> Set exercise:
Output as a numbered list the lines of the items, starting at the line containing "Please trace the outline of every instance of the sky." and ending at the last line of the items, with blank lines left out.

-- Begin Source data --

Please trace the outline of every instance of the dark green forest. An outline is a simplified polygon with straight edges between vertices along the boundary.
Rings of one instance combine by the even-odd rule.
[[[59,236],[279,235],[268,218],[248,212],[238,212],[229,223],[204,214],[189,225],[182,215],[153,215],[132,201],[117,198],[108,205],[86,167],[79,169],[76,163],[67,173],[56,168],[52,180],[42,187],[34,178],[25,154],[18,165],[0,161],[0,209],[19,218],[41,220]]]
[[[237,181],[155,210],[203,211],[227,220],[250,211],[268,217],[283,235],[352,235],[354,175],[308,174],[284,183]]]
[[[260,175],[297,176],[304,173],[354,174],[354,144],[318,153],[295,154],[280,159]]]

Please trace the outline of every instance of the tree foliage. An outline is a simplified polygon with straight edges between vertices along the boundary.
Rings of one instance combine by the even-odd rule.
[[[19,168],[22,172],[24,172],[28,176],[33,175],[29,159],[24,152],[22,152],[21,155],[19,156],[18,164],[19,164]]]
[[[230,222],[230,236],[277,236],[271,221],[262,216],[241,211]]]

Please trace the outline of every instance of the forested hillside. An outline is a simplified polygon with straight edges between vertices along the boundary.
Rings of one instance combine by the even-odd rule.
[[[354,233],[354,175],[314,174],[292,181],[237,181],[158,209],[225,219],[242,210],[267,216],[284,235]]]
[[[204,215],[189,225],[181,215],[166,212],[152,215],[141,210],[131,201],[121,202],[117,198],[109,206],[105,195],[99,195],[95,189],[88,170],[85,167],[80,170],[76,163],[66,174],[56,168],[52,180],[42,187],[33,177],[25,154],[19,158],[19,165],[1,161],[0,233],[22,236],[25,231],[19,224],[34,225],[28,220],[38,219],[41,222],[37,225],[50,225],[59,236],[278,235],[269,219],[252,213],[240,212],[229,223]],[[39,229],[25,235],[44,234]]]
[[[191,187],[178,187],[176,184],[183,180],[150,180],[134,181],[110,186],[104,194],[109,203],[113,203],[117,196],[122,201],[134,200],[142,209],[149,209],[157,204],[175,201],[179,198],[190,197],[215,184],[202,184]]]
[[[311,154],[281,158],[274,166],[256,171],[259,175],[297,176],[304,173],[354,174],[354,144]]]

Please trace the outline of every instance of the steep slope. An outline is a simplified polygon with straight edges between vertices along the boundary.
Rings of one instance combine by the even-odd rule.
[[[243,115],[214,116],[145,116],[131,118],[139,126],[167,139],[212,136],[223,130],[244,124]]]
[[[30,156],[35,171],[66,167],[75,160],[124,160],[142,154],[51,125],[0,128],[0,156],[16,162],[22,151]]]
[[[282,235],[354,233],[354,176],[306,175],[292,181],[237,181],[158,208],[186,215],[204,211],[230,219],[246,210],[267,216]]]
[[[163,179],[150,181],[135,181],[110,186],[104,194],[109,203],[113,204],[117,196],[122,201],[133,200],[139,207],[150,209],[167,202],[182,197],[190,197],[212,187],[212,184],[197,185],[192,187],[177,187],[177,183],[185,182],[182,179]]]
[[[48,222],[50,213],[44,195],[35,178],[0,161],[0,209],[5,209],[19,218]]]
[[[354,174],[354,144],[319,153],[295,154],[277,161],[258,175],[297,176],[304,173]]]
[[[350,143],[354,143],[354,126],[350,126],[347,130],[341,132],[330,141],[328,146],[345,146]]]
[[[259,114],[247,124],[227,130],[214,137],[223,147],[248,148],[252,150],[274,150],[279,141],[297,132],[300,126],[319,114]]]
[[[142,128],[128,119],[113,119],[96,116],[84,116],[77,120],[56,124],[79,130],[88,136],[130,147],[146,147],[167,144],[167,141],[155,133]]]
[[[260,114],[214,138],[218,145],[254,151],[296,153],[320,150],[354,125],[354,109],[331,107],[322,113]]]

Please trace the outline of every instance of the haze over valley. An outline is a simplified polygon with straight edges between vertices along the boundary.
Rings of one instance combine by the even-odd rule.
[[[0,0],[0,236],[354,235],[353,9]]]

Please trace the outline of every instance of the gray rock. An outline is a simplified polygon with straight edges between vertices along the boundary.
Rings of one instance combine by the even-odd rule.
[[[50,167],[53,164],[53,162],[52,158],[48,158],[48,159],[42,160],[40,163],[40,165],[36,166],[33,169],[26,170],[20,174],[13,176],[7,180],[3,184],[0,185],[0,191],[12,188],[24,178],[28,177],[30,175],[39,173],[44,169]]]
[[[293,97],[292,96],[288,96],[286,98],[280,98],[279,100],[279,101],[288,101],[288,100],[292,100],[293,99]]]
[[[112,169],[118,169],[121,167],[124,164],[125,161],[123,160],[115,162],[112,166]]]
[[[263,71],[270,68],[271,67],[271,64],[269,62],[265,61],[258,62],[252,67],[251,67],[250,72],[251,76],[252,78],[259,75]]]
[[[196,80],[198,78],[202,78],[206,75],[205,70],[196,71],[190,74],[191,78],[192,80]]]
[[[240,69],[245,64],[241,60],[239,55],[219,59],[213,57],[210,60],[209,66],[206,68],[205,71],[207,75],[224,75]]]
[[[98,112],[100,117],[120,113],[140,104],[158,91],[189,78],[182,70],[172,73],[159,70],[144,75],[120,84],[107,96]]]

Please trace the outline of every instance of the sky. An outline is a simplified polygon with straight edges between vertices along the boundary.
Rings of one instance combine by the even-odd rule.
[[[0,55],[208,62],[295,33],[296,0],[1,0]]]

-- End Source data --

> Task result:
1. Please trace the outline of every instance of the sky. An outline is a simplified polygon with straight edges between vertices along the boundary.
2. Rings of one instance combine by the even-odd rule.
3. [[[0,55],[208,62],[295,33],[296,0],[1,0]]]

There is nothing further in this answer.